_SELECTED TEXT_:
## start

COMMENT 6.                     We note your response to prior comment 5. Please ensure that upon the reissuance of the audit report from Creason on your financial statements as of and for the period ended December 31, 2011, the audit report of Marcum LLP related to your South African Operations is also included pursuant to Rule 2-05 of Regulation S-X.

 

Response:Upon reissuance of the audit report from Creason on the Company’s financial statements as of and for the period ended December 31, 2011, the audit report of Marcum LLP, related to the Company’s South African Operations will also be included, pursuant to Rule 2-05 of Regulation S-X.

  

 
 

 

 

 

COMMENT 7.                     We note your response to prior comment 7. We still remain unclear as to how Creason could appropriately consider itself as your principal auditor given the significance of the consolidated assets and results of operations of your South Africa Operations both at the date you concluded the consolidation of such assets/operations was appropriate (October 1, 2011, note comment letter say 2012) and as of December 31, 2011. Please provide further analyses performed by you and Creason supporting the position that Creason was considered your primary auditor given the significance of the South Africa Operations and Creason’s inability to rely on and take responsibility for the work of other auditors.

## end

_DATA EXTRACT_:
## start

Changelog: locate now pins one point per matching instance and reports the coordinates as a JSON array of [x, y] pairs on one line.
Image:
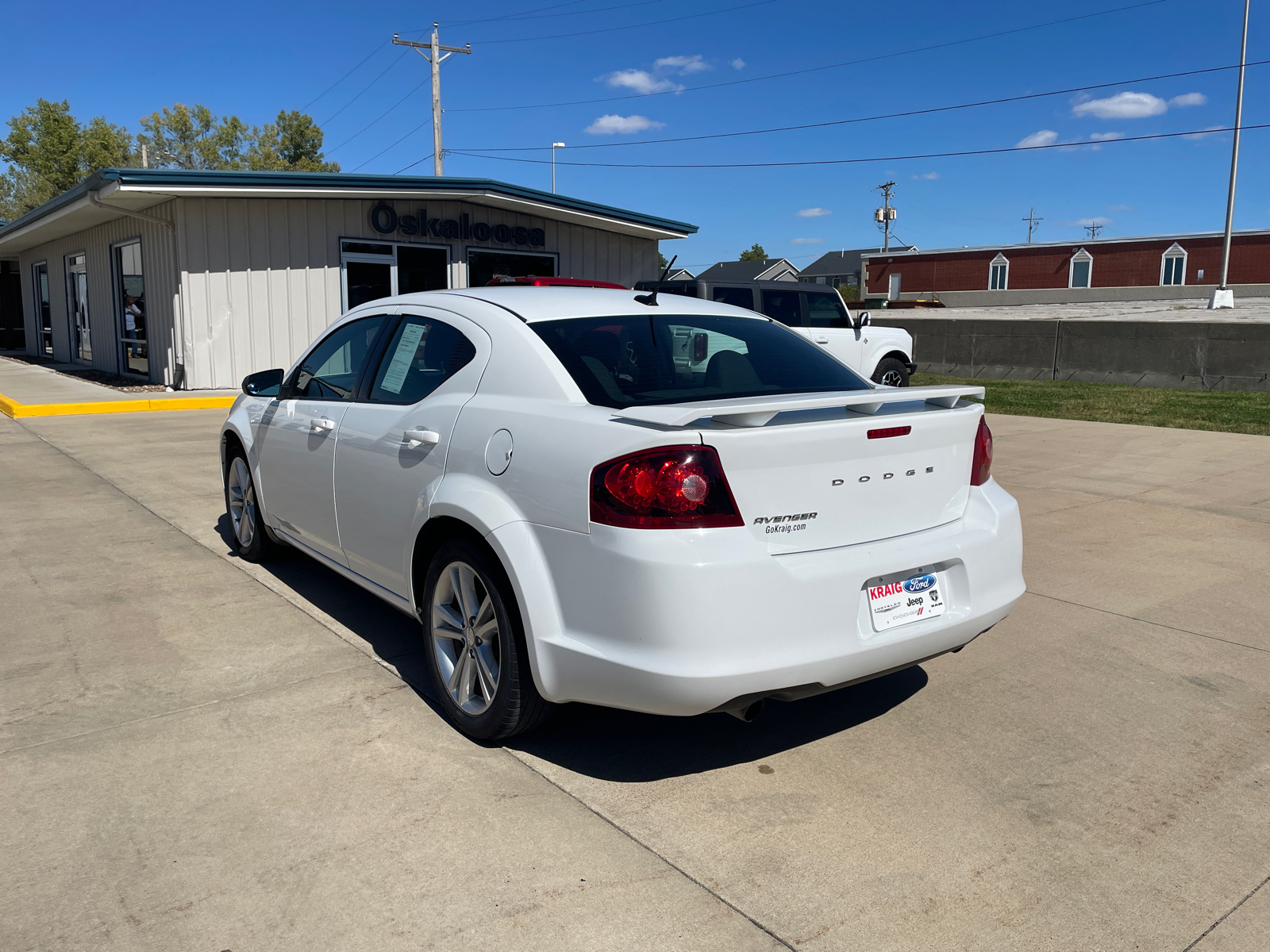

## end

Can you change the passage of the audit comments starting with "COMMENT 6.                     We" and going on through "included pursuant to Rule 2-05 of Regulation S-X." so that "December 31, 2011" reads "December 31, 2012"? The listing has no connection to the audit comments.

_CORRECT RESULT_:
COMMENT 6.                     We note your response to prior comment 5. Please ensure that upon the reissuance of the audit report from Creason on your financial statements as of and for the period ended December 31, 2012, the audit report of Marcum LLP related to your South African Operations is also included pursuant to Rule 2-05 of Regulation S-X.